▶ _Task prompt_
Give all of the listing again word for word, with images excluded.

▶ _Source material_
----
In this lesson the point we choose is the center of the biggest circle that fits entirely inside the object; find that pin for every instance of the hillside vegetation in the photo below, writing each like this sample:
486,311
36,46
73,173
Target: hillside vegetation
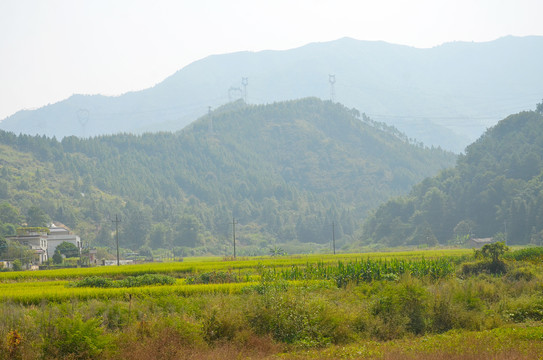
405,305
286,172
496,189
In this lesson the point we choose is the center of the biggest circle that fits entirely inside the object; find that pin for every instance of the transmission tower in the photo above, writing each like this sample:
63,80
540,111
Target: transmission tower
332,81
210,124
245,82
234,94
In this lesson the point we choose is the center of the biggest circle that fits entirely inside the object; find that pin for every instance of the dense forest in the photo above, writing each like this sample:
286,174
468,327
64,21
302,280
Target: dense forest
496,189
282,173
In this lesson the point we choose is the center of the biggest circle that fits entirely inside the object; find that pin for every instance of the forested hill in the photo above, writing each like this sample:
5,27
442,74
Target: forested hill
433,95
496,189
285,172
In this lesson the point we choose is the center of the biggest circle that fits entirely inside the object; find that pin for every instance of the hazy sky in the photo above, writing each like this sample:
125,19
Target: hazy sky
51,49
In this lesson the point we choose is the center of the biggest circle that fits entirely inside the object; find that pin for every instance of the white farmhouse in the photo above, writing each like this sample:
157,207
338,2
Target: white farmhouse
58,235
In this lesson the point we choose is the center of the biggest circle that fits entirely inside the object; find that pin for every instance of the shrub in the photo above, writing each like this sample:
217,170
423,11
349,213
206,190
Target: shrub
213,277
17,266
76,338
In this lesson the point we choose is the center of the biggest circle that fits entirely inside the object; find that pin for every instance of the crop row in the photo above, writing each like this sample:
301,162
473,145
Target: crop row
----
▶ _Response to this exercise_
In this lesson the point we choose is the center of the biggest circle that fits entirely inside the object; find that pin for every instance of the hillside vegetation in the photo below, writing each like this sample:
486,311
36,46
73,173
Target: hillside vegetation
405,305
286,172
496,189
In this lesson the point we choose is the center of the biggest circle that fits entirely inside the object; find that pin for every instance of the transmission tower in the photo above, writing each like this sample:
63,80
540,111
Target: transmission tower
332,81
210,124
245,82
234,94
In this lesson the point we choose is the center of the biggest circle that fits entirely inside the object; find that pin for every instance of the dense forest in the photo above, writing each like this sample:
286,174
468,327
64,21
302,280
Target: dense forest
496,189
282,173
In this lesson the point we choose is the center of the biggest circle that fits entirely inside the object; find that pin for every instance of the forested hill in the photo above, writing each like this sample:
5,27
442,74
Target: forested hill
433,95
496,189
285,172
In this lesson the point we choose is the center of the biggest circle that fits entirely inside the object; find that pin for every instance of the hazy sky in the photo above, writing each like this sample:
125,19
Target: hazy sky
51,49
In this lesson the point we choose is the center of the biggest circle that fits entirely inside the object; find that pin for every instance of the white farmhouse in the photo above, writing each like this sample:
157,207
338,2
Target: white farmhouse
58,235
In this lesson the point we choose is the center of the biggest circle that fits entirely inside the object; find that pin for every instance of the shrub in the photo above, writing each like this sample:
217,170
423,11
349,213
206,190
Target: shrub
213,277
17,266
76,338
In this lesson the point we choose is the center of the biggest circle that fits entirely inside the object; find that pin for every instance of the crop row in the photo above, writing each like this sample:
301,162
473,145
Target: crop row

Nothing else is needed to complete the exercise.